▸ **Task objective**:
Present the lines from the one containing "Target: computer monitor" through the end of the records below as a Markdown table with the columns Row and Line, numbering each row and omitting blank lines.
- - -
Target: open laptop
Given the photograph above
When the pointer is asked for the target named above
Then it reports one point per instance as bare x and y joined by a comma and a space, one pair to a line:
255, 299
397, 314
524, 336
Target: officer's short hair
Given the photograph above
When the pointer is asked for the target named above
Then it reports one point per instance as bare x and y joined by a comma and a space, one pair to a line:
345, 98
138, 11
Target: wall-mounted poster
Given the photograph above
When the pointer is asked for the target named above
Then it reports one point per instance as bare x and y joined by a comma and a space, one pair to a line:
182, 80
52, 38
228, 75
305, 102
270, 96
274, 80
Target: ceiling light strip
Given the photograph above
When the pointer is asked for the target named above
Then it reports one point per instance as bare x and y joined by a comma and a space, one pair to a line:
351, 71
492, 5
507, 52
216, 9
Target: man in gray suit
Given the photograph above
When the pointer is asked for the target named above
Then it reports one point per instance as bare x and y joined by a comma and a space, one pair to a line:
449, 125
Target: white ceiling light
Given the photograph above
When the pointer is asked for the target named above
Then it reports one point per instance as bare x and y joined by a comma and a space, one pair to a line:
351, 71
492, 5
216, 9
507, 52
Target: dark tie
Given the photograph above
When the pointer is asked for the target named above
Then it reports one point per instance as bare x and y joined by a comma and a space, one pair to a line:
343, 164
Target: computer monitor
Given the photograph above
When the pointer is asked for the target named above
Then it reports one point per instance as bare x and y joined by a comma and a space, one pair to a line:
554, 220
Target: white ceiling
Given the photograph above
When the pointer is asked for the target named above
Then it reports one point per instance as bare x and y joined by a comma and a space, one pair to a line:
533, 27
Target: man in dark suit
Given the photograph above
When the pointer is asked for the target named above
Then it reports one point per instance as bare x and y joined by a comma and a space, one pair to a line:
- - -
▸ **Answer to this problem**:
| Row | Line |
|---|---|
| 1 | Target: computer monitor |
| 2 | Given the photograph above |
| 3 | When the pointer is asked for the target named above |
| 4 | Then it reports one point per instance as bare x and y joined by a comma and a space, one pair to a line: |
| 5 | 554, 220 |
| 6 | Target: white ceiling |
| 7 | Given the photograph above |
| 8 | When the pointer is asked for the target named above |
| 9 | Then it reports one point per instance as bare x and y joined by a comma and a space, one pair to a line: |
| 10 | 533, 27 |
| 11 | Target: man in dark suit |
| 12 | Given the photograph above |
| 13 | When the pointer is asked for the target named above |
| 14 | Then it reports one point per instance as bare x and y joined by a comma and a space, one pair to a line: |